◆ **INSTRUCTIONS TO FOLLOW**:
For each statement (a) to (c), say whether it agrees with the article on South Asian remittances, giving yes or no and quoting the deciding words from the article. (a) Remittances to Pakistan are projected to grow by eight percent in 2023. (b) Remittance flows to Bangladesh grew by 20 percent in 2021. (c) South Asia's average remittance cost meets the SDG target.

ISLAMABAD: The remittance outlook for South Asia in 2023 is highly uncertain, warns a new World Bank report, which says it is unlikely that the strong growth in remittances in the region in 2020 and 2021 can be sustained through 2023.
In Pakistan, remittances are projected to grow by eight per cent in 2023, while in India, it is expected to grow by 5pc in 2023 and Bangladesh by 2pc, and for Afghanistan, remittance flows will remain flat, according to the World Bank’s latest report, Migration and Development Brief, released on Thursday.
Remittance flows to Pakistan increased at 20pc in 2021 to $31 billion, while in Bangladesh these grew by only 2.2pc to $22bn. Growth in remittances was powered mainly by government incentives, support from migrants to their families back home, and inflows intended for Afghan refugees in Pakistan.
High-frequency monthly data has marked a consistent downward trend since September 2021. Formally recorded remittances to Pakistan are likely to grow at 8 per cent to $34 billion in 2022. In Bangladesh, except for a 24pc spike in March 2022 to mark the start of Ramazan, monthly remittance growth has been decreasing over the past eight months. Remittances are anticipated to gain 2pc in 2022.
Remittances to South Asia grew 6.9pc to $157bn in 2021. Though large numbers of South Asian migrants returned to home countries as the pandemic broke out in early 2020, the availability of vaccines and opening of Gulf Cooperation Council economies enabled a gradual return to host countries in 2021, supporting larger remittance flows. Better economic performance in the United States was also a major contributor to the growth in 2021.
In 2022, growth in remittance inflows is expected to slow to 4.4pc. Remittances are the dominant source of foreign exchange for the region, with receipts more than three times the level of FDI in 2021. South Asia has the lowest average remittance cost of any world region at 4.3pc, though this is still higher than the SDG target of 3pc.
The report says South Asia has the lowest remittance costs of all regions in the world, but they are still about 50pc above the SDG target of 3pc.
In the fourth quarter of 2021, the costs of remitting $200 to South Asia were on average 4.3pc. However, the costs of sending money through formally recorded channels did not decline uniformly from all host countries.
South Asia’s outlook for remittances in 2022 suggests a winding down in growth driven as much by domestic as global economic and geopolitical forces. The region is largely shielded presently from the direct impacts of the ongoing Russia-Ukraine war.

◆ **SUPPLIED INFORMATION**:
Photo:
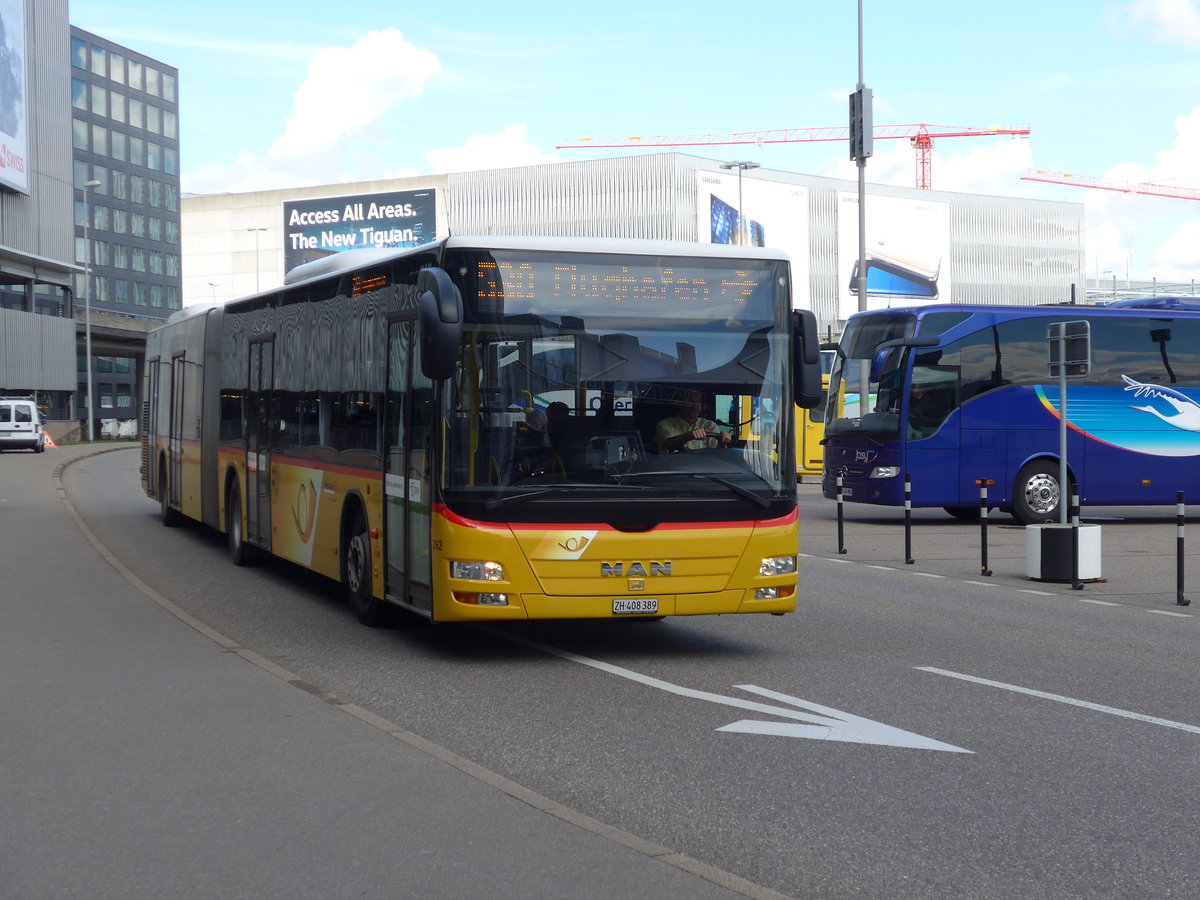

◆ **RESPONSE AREA**:
(a) Yes: "In Pakistan, remittances are projected to grow by eight per cent in 2023"
(b) No: "in Bangladesh these grew by only 2.2pc to $22bn"
(c) No: "though this is still higher than the SDG target of 3pc"